**WHAT YOU WILL DO**
The full set of entries is to be returned word for word.

Saved data entries
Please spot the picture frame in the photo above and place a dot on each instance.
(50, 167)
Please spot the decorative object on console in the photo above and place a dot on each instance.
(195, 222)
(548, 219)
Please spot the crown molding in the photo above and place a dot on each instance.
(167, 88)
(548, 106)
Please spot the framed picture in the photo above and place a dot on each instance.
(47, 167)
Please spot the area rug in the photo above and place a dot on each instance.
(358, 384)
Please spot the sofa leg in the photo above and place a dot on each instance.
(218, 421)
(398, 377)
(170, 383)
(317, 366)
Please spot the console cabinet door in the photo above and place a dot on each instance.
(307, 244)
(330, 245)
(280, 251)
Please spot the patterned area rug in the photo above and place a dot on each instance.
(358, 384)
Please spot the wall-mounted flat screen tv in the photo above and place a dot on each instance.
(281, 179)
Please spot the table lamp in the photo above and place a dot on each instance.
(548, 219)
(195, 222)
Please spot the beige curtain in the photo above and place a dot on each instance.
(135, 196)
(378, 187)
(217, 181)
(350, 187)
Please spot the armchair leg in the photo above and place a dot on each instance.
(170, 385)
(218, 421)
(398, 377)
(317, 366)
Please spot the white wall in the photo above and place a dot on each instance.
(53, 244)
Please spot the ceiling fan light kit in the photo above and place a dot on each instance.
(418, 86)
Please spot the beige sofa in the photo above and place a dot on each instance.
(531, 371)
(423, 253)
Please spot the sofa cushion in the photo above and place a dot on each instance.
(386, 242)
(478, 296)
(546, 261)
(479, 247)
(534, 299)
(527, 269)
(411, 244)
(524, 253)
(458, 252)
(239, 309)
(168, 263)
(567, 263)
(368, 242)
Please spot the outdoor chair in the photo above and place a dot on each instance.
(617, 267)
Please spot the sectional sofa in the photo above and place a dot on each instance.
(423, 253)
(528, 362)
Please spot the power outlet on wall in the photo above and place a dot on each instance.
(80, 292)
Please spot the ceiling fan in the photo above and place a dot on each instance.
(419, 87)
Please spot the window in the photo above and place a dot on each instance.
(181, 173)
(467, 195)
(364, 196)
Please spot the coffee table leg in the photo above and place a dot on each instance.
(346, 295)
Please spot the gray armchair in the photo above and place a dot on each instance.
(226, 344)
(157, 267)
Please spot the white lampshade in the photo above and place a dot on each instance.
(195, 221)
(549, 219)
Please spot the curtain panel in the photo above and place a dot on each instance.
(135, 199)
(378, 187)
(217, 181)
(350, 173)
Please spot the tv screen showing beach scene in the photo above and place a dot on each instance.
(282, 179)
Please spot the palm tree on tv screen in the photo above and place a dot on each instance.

**OUTPUT OF THE EXERCISE**
Please spot the picture frame in the photo above and place a dot on each instance.
(50, 167)
Please spot the decorative object on console in the photo above and place a dot on each instance.
(195, 222)
(548, 219)
Please spot the crown molding in the photo above and place a dot on each instance.
(167, 88)
(548, 106)
Please spot the framed picture in the photo above and place a dot on each instance.
(47, 167)
Please spot the area rug in the photo above and place a dot on each instance.
(358, 384)
Please spot the sofa leg in the photo above and place a dot on each instance.
(218, 421)
(398, 377)
(170, 383)
(317, 366)
Please spot the console cabinet door in the photo above and place a dot on each instance.
(307, 244)
(330, 245)
(280, 251)
Please spot the patterned area rug in the photo above and place a dot on each instance.
(358, 384)
Please spot the wall-mounted flat screen tv in the photo above and place a dot on each instance.
(281, 179)
Please spot the table lamp in the photo above and place a dot on each instance.
(548, 219)
(195, 222)
Please spot the beige curtain in the photo above and place a dot on each instance.
(135, 196)
(378, 187)
(217, 181)
(350, 187)
Please spot the armchair leg in the photo above and place a dot on each instance.
(170, 385)
(218, 421)
(398, 377)
(317, 366)
Please spot the white wall in the photo above and place a dot on each instance.
(53, 244)
Please spot the ceiling fan light kit in the photo above and place a dot on each instance.
(418, 86)
Please spot the beige sofa in the photo above and place a dot on each instance.
(531, 371)
(423, 253)
Please spot the sofa cushion in the photo above and place a dot on each instance.
(386, 242)
(478, 296)
(546, 261)
(479, 247)
(534, 299)
(527, 269)
(411, 244)
(524, 253)
(458, 252)
(239, 309)
(168, 263)
(567, 263)
(368, 242)
Please spot the outdoor chair in the photo above and place a dot on each instance.
(617, 267)
Please spot the sectional sofa in the photo above and place a dot on each instance.
(423, 253)
(528, 362)
Please spot the power outlet on wall in the photo above and place a dot on each instance.
(80, 292)
Please spot the ceiling fan in the photo above and place a dot on each instance.
(419, 87)
Please spot the window in the photo above and place a dot on each instance.
(181, 173)
(467, 195)
(364, 196)
Please spot the coffee table leg in the photo above and place a dot on each instance.
(346, 295)
Please spot the gray armchair in the photo above and place a dot on each instance.
(226, 344)
(157, 267)
Please spot the white lampshade in the photo above and place a dot on each instance.
(195, 221)
(549, 219)
Please spot the curtain panel in the photo above and place a dot on each instance.
(135, 199)
(378, 187)
(217, 181)
(350, 173)
Please spot the tv screen showing beach scene in the photo above and place a dot on each instance.
(282, 179)
Please spot the palm tree on tv screen in the photo above and place a dot on each instance.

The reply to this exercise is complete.